START Quoted passage

A brief alert: Various requirements of the EAR depend upon your knowledge of the end use, end user, ultimate destination, or other details of the export transaction. If you can discuss your transaction in good conscience with DOC counselors and with complete confidence, then there should not be any cause for an agency intervention. But if you cannot explain whom you are selling your product to, why the customer is buying it in the first place, or what she will do with it once it is purchased, you’ve got a problem. If this is the case, you should refrain from pursuing the transaction, advise the BXA, and wait. The BXA is there to help you, not hurt you. Its role is to prevent exports and reexports that go against the national security and foreign policy interests of the United States. It is good to consider it our duty as citizens to work in partnership with the agency to maintain the highest standards of protection for our country.
Caution To comply with export law, map out an export-compliance strategy. This is vital. But keep it simple and easy to understand because you don’t want to accidentally end up exporting a product that will be used for other wrongful purposes later on. US export controls help protect our country by keeping products and technologies away from countries of concern, persons who might use the products against us, or terrorists. Violations of this nature can result in both criminal and administrative penalties. Assigning one person to track the complete export process carefully and always address the how, what, when, where, why, and originating party of every export is a start to meeting US exporting regulations and keeping our country safe. For more information, visit the US Bureau of Industry and Security (http://www.bis.doc.gov/seminarsandtraining/seminardescription.htm).
Must You Obtain the Import License for the Destination Country, Too?
Obtaining an import license is not your responsibility. It is your customer’s. If you have secured payment with him, for example, with an Irrevocable Letter of Credit, it is up to your customer to take the appropriate measures to determine whether he needs an import license. If he does need a license and neglects to apply for it, and you ship against the L/C, you are still entitled to payment because you took care of things at your end. The customer, however, will not be able to clear the product at the port of entry until he clears up the licensing problem. If he fails to get an import license and you ship on open account, you may not get paid until weeks or months later. That said, it is a good idea to find out from your customer if an import license is needed, even though it is not your responsibility to arrange it. Whether or not the license is needed, be sure to secure payment.

END Quoted passage

*Explore the material*
• A. Condense the paragraph of the export-compliance text that begins "Obtaining an import license is not your responsibility" into a short bulleted list that keeps its main facts.
• B. From the export-compliance text, reproduce word for word the passage that begins at the words "Obtaining an import" and stops after "to secure payment.".
• C. Translate this sentence from the export-compliance text into Spanish: "The BXA is there to help you, not hurt you."

START Extracted entries

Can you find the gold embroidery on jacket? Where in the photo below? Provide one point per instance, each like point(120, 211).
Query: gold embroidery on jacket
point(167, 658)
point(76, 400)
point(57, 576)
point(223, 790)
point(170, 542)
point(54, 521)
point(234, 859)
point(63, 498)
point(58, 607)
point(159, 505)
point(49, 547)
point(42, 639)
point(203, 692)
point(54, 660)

END Extracted entries

*Solutions by task*
• A.
- Getting an import license is the customer's responsibility, not the exporter's.
- If payment is secured, for example with an Irrevocable Letter of Credit, the customer must determine whether an import license is needed.
- If the customer needs a license but neglects to apply for it, and you ship against the L/C, you are still entitled to payment. The customer cannot clear the product at the port of entry until the licensing problem is resolved.
- If the customer fails to get a license and you ship on open account, you may not be paid until weeks or months later.
- Ask the customer whether an import license is needed, even though arranging it is not your responsibility.
- Secure payment whether or not a license is needed.

• B.
Obtaining an import license is not your responsibility. It is your customer’s. If you have secured payment with him, for example, with an Irrevocable Letter of Credit, it is up to your customer to take the appropriate measures to determine whether he needs an import license. If he does need a license and neglects to apply for it, and you ship against the L/C, you are still entitled to payment because you took care of things at your end. The customer, however, will not be able to clear the product at the port of entry until he clears up the licensing problem. If he fails to get an import license and you ship on open account, you may not get paid until weeks or months later. That said, it is a good idea to find out from your customer if an import license is needed, even though it is not your responsibility to arrange it. Whether or not the license is needed, be sure to secure payment.

• C. La BXA está ahí para ayudarle, no para perjudicarle.